**AIM:**
Could you write out every entry exactly as it stands?

**EXCERPTED DATA:**

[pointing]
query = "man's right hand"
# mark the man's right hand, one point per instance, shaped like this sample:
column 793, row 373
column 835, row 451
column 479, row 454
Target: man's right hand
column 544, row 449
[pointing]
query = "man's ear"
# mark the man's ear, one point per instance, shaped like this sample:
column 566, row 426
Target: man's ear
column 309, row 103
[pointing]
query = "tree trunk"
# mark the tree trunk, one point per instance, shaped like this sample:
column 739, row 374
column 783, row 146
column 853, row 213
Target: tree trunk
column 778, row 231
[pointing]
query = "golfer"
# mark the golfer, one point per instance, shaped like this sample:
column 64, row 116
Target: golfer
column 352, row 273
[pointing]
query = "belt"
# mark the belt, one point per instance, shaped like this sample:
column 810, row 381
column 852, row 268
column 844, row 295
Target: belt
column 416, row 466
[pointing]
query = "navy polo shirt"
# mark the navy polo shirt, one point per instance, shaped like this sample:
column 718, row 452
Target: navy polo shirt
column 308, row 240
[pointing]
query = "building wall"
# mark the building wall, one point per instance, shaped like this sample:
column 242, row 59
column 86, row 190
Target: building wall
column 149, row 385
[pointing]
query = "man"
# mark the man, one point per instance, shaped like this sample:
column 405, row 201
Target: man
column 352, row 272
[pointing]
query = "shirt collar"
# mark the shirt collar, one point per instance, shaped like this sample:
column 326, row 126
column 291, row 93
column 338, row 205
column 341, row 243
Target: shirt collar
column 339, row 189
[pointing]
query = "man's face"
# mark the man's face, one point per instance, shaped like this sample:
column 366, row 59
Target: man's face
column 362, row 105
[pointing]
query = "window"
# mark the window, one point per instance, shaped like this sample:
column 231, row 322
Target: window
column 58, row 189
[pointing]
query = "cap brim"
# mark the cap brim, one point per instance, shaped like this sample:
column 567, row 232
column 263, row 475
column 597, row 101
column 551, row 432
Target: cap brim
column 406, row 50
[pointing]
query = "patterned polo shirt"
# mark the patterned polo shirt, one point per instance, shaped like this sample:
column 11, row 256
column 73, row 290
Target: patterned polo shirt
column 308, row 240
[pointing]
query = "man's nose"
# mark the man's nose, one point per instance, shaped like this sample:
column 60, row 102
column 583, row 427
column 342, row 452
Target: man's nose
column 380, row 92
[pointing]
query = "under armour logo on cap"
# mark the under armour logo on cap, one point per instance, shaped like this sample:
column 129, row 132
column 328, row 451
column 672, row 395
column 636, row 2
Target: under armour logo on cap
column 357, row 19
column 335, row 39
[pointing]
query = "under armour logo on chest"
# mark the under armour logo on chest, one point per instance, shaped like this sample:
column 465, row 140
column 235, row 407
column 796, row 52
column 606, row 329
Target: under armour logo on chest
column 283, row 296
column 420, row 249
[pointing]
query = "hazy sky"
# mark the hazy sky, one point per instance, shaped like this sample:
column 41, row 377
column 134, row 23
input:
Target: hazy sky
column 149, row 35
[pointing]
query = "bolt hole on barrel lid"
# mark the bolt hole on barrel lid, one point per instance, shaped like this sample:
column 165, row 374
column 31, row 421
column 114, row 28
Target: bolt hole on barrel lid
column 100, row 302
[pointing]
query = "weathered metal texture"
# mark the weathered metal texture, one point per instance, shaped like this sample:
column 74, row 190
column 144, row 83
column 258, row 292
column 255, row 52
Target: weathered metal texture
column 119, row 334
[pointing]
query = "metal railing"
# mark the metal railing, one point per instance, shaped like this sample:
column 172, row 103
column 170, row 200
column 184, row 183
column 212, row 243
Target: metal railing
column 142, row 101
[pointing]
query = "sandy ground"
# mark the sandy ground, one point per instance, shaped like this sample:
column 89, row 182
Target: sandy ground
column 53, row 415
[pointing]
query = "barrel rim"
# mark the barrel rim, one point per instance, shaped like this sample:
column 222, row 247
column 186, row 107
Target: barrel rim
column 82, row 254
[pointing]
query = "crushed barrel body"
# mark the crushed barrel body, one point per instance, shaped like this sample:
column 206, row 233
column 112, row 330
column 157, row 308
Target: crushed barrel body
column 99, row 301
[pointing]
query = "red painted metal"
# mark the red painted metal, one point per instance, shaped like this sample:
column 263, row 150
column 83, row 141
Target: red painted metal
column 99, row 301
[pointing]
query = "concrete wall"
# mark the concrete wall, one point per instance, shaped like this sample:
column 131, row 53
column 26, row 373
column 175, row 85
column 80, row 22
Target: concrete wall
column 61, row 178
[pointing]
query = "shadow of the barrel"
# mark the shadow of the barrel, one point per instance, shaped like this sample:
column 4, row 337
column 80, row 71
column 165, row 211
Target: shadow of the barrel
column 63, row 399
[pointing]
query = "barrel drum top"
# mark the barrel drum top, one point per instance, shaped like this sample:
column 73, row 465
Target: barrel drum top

**THE COMPLETED TASK:**
[pointing]
query = "man's right hand"
# mark the man's right hand, one point per instance, shaped like this sample:
column 793, row 373
column 835, row 451
column 479, row 454
Target: man's right hand
column 544, row 449
[pointing]
query = "man's ear"
# mark the man's ear, one point per instance, shaped like this sample:
column 566, row 426
Target: man's ear
column 309, row 103
[pointing]
query = "tree trunk"
# mark the tree trunk, one point per instance, shaped like this sample:
column 739, row 374
column 783, row 146
column 853, row 213
Target: tree trunk
column 778, row 231
[pointing]
query = "golfer"
# mark the golfer, one point per instance, shaped like this sample:
column 64, row 116
Target: golfer
column 352, row 273
[pointing]
query = "belt"
# mark the belt, one point per instance, shaped like this sample:
column 810, row 381
column 852, row 268
column 844, row 295
Target: belt
column 416, row 466
[pointing]
query = "navy polo shirt"
# mark the navy polo shirt, one point per instance, shaped like this sample:
column 718, row 452
Target: navy polo shirt
column 308, row 240
[pointing]
query = "building wall"
# mark the building wall, one point per instance, shaped like this sample:
column 242, row 59
column 86, row 190
Target: building wall
column 149, row 385
[pointing]
query = "man"
# mark the man, one point per instance, shaped like this sample:
column 405, row 201
Target: man
column 352, row 272
[pointing]
query = "shirt collar"
# mark the shirt collar, one point per instance, shaped like this sample:
column 326, row 126
column 291, row 93
column 338, row 205
column 341, row 243
Target: shirt collar
column 339, row 189
[pointing]
query = "man's face"
# mark the man's face, one point per instance, shaped like this sample:
column 366, row 59
Target: man's face
column 362, row 105
[pointing]
query = "window"
# mark the window, one point per instance, shaped like this sample:
column 231, row 322
Target: window
column 58, row 189
[pointing]
query = "cap brim"
# mark the cap brim, one point per instance, shaped like this sample:
column 567, row 232
column 263, row 475
column 597, row 101
column 551, row 432
Target: cap brim
column 406, row 50
[pointing]
query = "patterned polo shirt"
# mark the patterned polo shirt, one point per instance, shaped like this sample:
column 11, row 256
column 73, row 290
Target: patterned polo shirt
column 308, row 240
[pointing]
query = "man's nose"
# mark the man's nose, one point per instance, shaped like this sample:
column 60, row 102
column 583, row 427
column 342, row 452
Target: man's nose
column 380, row 92
[pointing]
query = "under armour logo on cap"
# mark the under armour logo on cap, one point per instance, shaped like this sample:
column 129, row 132
column 328, row 451
column 672, row 395
column 636, row 2
Target: under armour logo on cap
column 357, row 19
column 335, row 39
[pointing]
query = "under armour logo on chest"
# mark the under armour logo on chest, one point per instance, shaped like this sample:
column 465, row 140
column 235, row 407
column 796, row 52
column 606, row 329
Target: under armour logo on chest
column 283, row 296
column 420, row 249
[pointing]
query = "hazy sky"
# mark the hazy sky, one point per instance, shaped like this sample:
column 41, row 377
column 134, row 23
input:
Target: hazy sky
column 149, row 35
[pointing]
query = "bolt hole on barrel lid"
# mark the bolt hole on barrel lid, one point per instance, shaped like this sample:
column 165, row 374
column 31, row 421
column 114, row 28
Target: bolt hole on barrel lid
column 100, row 302
[pointing]
query = "weathered metal texture"
# mark the weathered metal texture, one point per instance, shaped like this sample:
column 74, row 190
column 144, row 83
column 258, row 292
column 255, row 52
Target: weathered metal texture
column 119, row 334
[pointing]
query = "metal railing"
# mark the metal railing, one point per instance, shaped like this sample:
column 172, row 103
column 170, row 200
column 184, row 183
column 212, row 243
Target: metal railing
column 142, row 101
[pointing]
query = "sandy ground"
# mark the sandy ground, one point per instance, shaped like this sample:
column 89, row 182
Target: sandy ground
column 53, row 415
[pointing]
query = "barrel rim"
# mark the barrel rim, one point per instance, shaped like this sample:
column 222, row 247
column 186, row 107
Target: barrel rim
column 82, row 254
[pointing]
query = "crushed barrel body"
# mark the crushed barrel body, one point per instance, shaped like this sample:
column 206, row 233
column 112, row 330
column 157, row 308
Target: crushed barrel body
column 99, row 301
[pointing]
query = "red painted metal"
# mark the red painted metal, one point per instance, shaped like this sample:
column 263, row 150
column 83, row 141
Target: red painted metal
column 99, row 301
[pointing]
query = "concrete wall"
# mark the concrete wall, one point per instance, shaped like this sample:
column 131, row 53
column 26, row 373
column 175, row 85
column 80, row 22
Target: concrete wall
column 61, row 178
[pointing]
query = "shadow of the barrel"
# mark the shadow of the barrel, one point per instance, shaped like this sample:
column 4, row 337
column 80, row 71
column 165, row 211
Target: shadow of the barrel
column 63, row 399
[pointing]
query = "barrel drum top"
# mark the barrel drum top, one point per instance, shaped like this sample:
column 73, row 465
Target: barrel drum top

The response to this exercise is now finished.